Stored data entries:
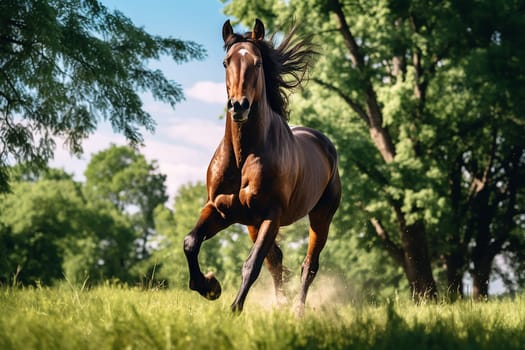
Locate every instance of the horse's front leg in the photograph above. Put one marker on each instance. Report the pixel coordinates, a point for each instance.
(210, 222)
(252, 266)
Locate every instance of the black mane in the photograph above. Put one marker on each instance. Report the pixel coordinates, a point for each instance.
(285, 66)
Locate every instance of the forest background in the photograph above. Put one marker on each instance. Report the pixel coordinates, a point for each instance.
(423, 99)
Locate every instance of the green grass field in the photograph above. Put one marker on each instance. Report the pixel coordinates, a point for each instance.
(124, 318)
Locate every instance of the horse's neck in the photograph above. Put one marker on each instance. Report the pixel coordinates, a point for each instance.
(251, 137)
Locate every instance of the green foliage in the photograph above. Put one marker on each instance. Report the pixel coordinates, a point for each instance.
(66, 65)
(122, 178)
(116, 317)
(448, 80)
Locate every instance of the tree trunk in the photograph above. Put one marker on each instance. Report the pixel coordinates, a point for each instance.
(454, 267)
(481, 278)
(417, 263)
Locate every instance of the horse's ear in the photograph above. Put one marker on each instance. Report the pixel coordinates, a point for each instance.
(227, 30)
(258, 30)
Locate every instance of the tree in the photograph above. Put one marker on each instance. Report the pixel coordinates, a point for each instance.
(48, 231)
(66, 65)
(407, 90)
(121, 177)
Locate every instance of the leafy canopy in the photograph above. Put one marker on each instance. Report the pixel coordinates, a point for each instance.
(65, 65)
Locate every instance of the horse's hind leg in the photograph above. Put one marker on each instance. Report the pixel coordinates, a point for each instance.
(320, 219)
(274, 263)
(318, 234)
(210, 222)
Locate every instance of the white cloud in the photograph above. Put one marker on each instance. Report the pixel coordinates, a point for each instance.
(208, 91)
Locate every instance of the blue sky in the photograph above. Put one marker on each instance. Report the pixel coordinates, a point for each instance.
(186, 137)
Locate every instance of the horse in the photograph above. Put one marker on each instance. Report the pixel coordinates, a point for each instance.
(265, 174)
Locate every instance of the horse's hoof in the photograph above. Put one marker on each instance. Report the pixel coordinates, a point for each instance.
(214, 287)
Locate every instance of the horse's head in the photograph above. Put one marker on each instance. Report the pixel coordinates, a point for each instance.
(244, 71)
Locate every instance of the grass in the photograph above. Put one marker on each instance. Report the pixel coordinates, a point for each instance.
(114, 317)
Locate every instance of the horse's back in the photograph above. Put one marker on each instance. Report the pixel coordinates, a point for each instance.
(314, 143)
(317, 172)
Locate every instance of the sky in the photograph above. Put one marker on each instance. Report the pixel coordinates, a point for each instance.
(185, 137)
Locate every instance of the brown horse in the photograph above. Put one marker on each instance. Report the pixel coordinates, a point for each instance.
(264, 174)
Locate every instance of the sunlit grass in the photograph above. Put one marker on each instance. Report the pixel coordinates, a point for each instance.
(114, 317)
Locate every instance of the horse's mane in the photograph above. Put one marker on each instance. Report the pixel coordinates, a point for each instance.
(285, 66)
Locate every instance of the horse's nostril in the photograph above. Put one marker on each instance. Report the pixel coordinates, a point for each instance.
(236, 106)
(245, 104)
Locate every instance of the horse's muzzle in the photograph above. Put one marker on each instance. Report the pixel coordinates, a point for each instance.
(239, 110)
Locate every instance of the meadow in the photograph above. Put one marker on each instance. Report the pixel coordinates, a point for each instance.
(118, 317)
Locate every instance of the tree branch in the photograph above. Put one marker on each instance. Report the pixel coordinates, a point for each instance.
(354, 105)
(378, 133)
(395, 251)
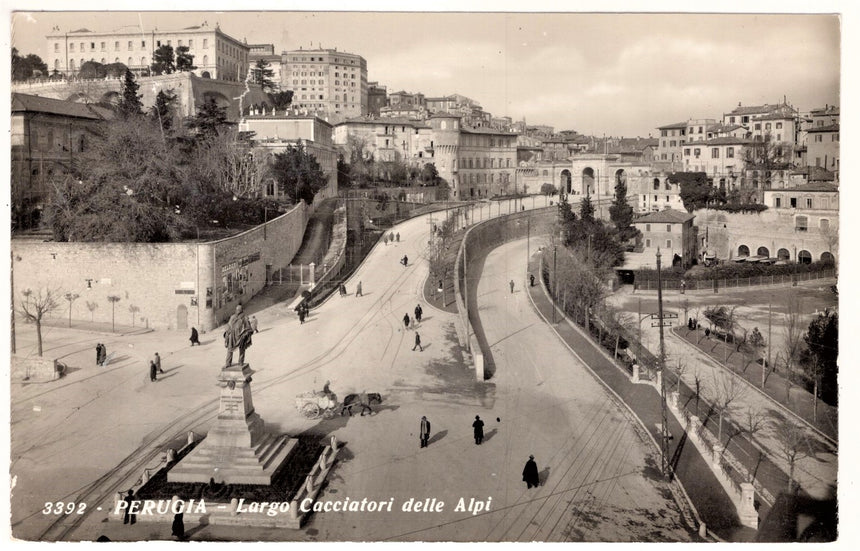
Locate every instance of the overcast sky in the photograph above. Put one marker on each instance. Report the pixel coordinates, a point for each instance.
(618, 74)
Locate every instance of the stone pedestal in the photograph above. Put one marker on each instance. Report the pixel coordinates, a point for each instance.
(237, 449)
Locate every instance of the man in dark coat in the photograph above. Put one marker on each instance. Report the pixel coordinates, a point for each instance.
(530, 474)
(237, 335)
(424, 432)
(178, 527)
(478, 425)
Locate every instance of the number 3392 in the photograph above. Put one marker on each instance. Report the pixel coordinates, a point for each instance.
(63, 507)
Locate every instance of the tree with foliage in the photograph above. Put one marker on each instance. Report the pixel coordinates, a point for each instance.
(694, 189)
(621, 213)
(130, 103)
(263, 74)
(163, 60)
(209, 119)
(184, 59)
(429, 175)
(819, 360)
(164, 110)
(299, 174)
(281, 100)
(27, 67)
(36, 305)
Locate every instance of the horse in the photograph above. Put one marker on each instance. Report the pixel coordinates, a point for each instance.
(364, 400)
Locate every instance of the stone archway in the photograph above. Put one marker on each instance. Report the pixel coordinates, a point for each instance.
(566, 180)
(587, 187)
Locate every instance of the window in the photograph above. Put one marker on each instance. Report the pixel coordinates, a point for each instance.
(800, 223)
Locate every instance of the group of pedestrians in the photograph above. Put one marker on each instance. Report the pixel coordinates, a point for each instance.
(531, 476)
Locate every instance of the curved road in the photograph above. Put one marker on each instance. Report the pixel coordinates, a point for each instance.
(599, 483)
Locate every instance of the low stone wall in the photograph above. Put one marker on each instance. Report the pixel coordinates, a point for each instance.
(36, 368)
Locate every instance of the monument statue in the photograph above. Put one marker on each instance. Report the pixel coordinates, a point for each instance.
(237, 335)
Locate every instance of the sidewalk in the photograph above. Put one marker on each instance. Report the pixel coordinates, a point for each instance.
(706, 493)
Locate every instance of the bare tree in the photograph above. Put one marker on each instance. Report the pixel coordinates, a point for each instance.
(71, 297)
(113, 299)
(793, 339)
(794, 447)
(134, 310)
(91, 306)
(36, 305)
(725, 390)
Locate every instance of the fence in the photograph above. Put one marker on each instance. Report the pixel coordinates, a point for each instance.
(734, 283)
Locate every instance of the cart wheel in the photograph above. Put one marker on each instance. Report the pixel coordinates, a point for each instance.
(310, 410)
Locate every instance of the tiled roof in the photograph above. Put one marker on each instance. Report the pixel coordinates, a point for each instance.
(668, 216)
(827, 128)
(38, 104)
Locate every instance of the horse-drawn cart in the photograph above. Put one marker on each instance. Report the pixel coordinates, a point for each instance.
(313, 404)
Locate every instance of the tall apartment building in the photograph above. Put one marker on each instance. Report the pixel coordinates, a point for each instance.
(325, 80)
(216, 54)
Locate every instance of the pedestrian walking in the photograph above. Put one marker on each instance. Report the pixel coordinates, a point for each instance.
(530, 474)
(178, 527)
(478, 427)
(424, 431)
(129, 517)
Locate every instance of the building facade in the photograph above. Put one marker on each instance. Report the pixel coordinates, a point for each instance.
(672, 232)
(216, 54)
(277, 133)
(325, 80)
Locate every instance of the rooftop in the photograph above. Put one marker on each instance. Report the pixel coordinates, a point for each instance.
(668, 216)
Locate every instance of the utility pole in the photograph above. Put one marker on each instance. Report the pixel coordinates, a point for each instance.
(664, 429)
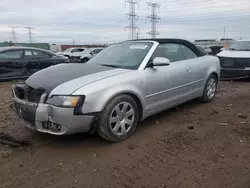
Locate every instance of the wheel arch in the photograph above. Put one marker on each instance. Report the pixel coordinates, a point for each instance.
(131, 94)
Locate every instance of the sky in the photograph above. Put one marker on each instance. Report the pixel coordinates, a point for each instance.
(105, 21)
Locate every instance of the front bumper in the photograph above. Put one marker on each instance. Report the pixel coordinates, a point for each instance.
(50, 119)
(228, 73)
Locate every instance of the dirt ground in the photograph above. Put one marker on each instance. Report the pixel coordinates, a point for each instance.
(194, 145)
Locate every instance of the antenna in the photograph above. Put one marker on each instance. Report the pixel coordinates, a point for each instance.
(30, 33)
(13, 33)
(154, 19)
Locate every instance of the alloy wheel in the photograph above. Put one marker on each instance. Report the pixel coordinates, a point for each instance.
(122, 118)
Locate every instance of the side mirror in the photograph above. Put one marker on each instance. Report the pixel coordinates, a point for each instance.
(160, 61)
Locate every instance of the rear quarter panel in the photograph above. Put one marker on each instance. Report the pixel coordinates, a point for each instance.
(212, 65)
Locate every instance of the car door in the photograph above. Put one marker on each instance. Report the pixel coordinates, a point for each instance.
(10, 64)
(167, 86)
(35, 60)
(196, 67)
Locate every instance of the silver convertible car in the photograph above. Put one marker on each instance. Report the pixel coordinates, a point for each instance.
(122, 85)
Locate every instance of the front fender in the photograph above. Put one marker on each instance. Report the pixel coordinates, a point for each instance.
(97, 100)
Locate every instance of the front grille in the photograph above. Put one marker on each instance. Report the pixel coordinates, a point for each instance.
(24, 92)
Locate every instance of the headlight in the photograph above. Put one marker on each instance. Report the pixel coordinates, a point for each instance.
(64, 101)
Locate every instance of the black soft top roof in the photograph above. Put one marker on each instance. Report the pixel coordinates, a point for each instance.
(194, 48)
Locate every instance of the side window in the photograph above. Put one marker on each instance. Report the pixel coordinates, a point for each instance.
(188, 53)
(35, 54)
(14, 54)
(171, 51)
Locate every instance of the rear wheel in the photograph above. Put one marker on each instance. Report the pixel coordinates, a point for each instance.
(119, 119)
(210, 88)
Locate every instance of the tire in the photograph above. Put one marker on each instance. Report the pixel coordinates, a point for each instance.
(211, 85)
(84, 60)
(118, 130)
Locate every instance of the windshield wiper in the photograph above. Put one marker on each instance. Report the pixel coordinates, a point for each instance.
(114, 66)
(233, 49)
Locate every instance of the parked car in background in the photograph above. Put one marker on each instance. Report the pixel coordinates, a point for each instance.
(86, 55)
(122, 85)
(21, 62)
(70, 51)
(235, 61)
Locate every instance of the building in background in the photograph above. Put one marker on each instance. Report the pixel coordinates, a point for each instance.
(61, 48)
(212, 46)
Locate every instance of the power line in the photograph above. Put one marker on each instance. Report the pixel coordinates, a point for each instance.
(13, 33)
(132, 16)
(30, 33)
(154, 19)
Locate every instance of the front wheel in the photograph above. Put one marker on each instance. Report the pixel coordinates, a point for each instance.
(119, 119)
(210, 88)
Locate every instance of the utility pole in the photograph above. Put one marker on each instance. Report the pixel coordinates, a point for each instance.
(30, 33)
(154, 19)
(132, 16)
(224, 32)
(13, 33)
(137, 35)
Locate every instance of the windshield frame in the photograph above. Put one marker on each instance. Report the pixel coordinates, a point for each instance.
(231, 46)
(144, 61)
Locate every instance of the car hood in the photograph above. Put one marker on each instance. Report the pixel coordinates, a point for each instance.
(234, 54)
(66, 78)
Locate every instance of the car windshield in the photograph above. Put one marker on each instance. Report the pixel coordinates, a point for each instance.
(127, 55)
(87, 51)
(68, 50)
(240, 46)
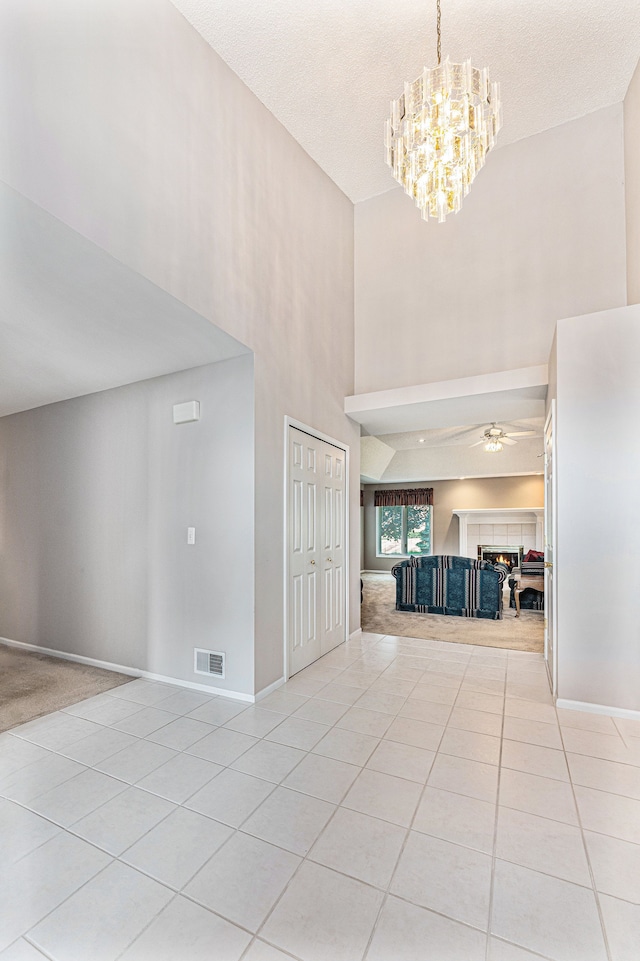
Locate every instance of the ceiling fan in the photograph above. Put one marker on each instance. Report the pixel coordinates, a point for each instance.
(494, 438)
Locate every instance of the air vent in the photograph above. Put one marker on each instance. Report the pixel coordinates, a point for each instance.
(208, 662)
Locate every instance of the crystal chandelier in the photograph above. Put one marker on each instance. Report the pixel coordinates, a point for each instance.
(440, 132)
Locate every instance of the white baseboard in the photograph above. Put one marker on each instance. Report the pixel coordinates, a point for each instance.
(269, 689)
(131, 671)
(591, 708)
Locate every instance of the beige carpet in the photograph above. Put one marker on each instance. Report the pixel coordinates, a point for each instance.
(35, 684)
(379, 616)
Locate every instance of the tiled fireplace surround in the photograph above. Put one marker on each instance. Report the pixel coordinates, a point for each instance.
(506, 526)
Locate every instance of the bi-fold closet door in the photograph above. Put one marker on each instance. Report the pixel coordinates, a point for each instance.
(316, 545)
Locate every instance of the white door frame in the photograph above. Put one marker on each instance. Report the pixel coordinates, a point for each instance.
(318, 435)
(552, 668)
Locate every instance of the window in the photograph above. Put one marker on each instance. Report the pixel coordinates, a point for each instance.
(403, 530)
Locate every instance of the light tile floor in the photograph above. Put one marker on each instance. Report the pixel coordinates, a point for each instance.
(399, 800)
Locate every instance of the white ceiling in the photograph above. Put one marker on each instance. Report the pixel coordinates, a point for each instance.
(447, 452)
(327, 69)
(463, 436)
(73, 320)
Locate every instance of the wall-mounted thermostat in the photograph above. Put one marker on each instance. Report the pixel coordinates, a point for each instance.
(186, 413)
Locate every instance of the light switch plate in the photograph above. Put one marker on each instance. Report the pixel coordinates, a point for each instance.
(186, 413)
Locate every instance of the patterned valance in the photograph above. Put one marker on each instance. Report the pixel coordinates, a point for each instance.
(412, 497)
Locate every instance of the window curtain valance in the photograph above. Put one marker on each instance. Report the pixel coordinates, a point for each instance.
(404, 498)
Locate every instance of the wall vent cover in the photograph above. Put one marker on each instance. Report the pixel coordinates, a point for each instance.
(210, 663)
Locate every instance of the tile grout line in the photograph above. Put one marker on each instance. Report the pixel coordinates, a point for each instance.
(495, 831)
(595, 891)
(307, 753)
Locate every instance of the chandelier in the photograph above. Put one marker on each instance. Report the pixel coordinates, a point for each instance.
(440, 132)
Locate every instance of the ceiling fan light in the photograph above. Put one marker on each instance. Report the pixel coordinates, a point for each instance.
(493, 445)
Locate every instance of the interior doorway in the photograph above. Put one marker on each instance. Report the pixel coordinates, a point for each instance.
(316, 550)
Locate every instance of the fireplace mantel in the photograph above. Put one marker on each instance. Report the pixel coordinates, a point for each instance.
(507, 523)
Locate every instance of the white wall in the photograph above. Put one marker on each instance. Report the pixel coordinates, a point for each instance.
(95, 499)
(120, 120)
(598, 540)
(632, 185)
(540, 236)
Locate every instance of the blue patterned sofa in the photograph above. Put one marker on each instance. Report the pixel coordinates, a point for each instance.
(445, 584)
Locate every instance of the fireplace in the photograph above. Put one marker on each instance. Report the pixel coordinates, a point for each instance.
(495, 554)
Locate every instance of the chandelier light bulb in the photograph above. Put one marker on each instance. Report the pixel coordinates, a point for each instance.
(440, 132)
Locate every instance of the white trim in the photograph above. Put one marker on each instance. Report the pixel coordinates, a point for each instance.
(520, 378)
(298, 425)
(591, 708)
(130, 671)
(551, 596)
(269, 689)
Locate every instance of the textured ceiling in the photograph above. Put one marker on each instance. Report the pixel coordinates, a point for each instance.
(327, 69)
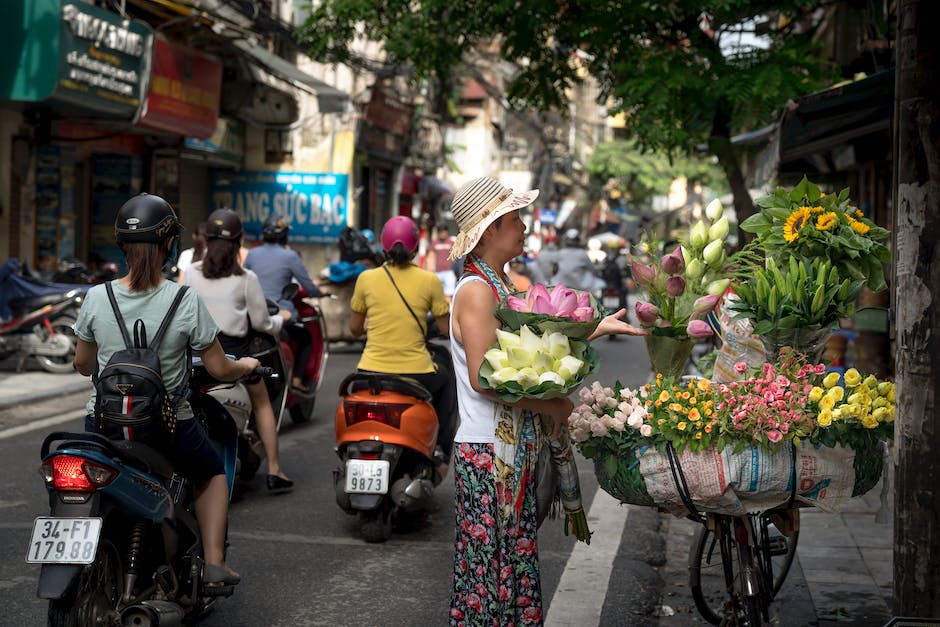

Short task => Report each line of the listing above that contains the word "rear", copying every such line in full.

The output =>
Locate every instance of the rear quarter panel in the photograph above. Put one marker on each instance. Report the pixel coordinates, a point for each instance.
Locate every instance of the rear wheel in the photograph above. Put one marker on each instance. Report the pixel coordinates, a point for each instance.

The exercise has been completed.